Free E-News
HOME
HOT PRODUCTS
PROPERTIES FOR SALE & LEASE
CAREERS & PEOPLE
FREIGHT SERVICES
SUPPLY CHAIN MANAGEMENT
PROPERTY NEWS
MATERIALS HANDLING
GOVERNMENT & REGULATIONS
ENVIRONMENT
DATA CAPTURE & RFID
IT & SOFTWARE
WAREHOUSE/DC EQUIPMENT
INDUSTRY GROUPS
EVENTS
GENERAL NEWS
MAGAZINE FEATURES ARCHIVE
JOB BOARD
ABOUT US
FREE E-NEWS
CONTACT US
ADVERTISE
ARCHIVE SEARCH

 

 

Carbon emission reporting and trading in Australia


carbon emissions

Michael Barrett looks at how Australian transport and logistics companies can position themselves for future change.

Australia’s total carbon emissions in 2005 stood at 559.1 million tonnes of carbon dioxide equivalence emissions (Mt CO2-e). Australian transport’s share amounted to 79.5 Mt CO2-e tonnes or 14%. At present rates of growth Australian transport emission levels are projected to rise to 104.8 Mt CO2-e by 2020 or 70% above 1990 levels.

**Request A**:
What does the page on carbon emission reporting state for each of these?
(i) What were Australia's total carbon emissions in 2005?
(ii) What percentage of that total was Australian transport's share?
(iii) To what level are Australian transport emissions projected to rise by 2020?
The records below were gathered separately and have no connection to the page above.

(Segmentation labeling entries)

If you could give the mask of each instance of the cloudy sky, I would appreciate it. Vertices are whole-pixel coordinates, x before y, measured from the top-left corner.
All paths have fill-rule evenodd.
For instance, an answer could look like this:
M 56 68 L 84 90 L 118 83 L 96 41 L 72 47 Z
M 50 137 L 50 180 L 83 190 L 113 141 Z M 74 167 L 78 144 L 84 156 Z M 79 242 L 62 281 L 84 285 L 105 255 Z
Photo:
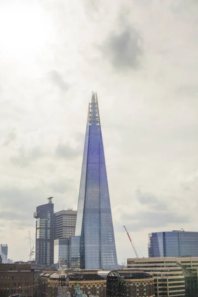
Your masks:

**Request B**:
Which lines of the records contain the word "instance"? Identify and copy each one in full, treating case as significant.

**Correct response A**:
(i) 559.1 million tonnes of carbon dioxide equivalence emissions (Mt CO2-e)
(ii) 14%
(iii) 104.8 Mt CO2-e

**Correct response B**:
If you could give the mask of each instance of the cloudy sky, I would appreciate it. Vertices are whole-pixel coordinates, x before y, measured from the top-left corner.
For instance, an answer could look like this:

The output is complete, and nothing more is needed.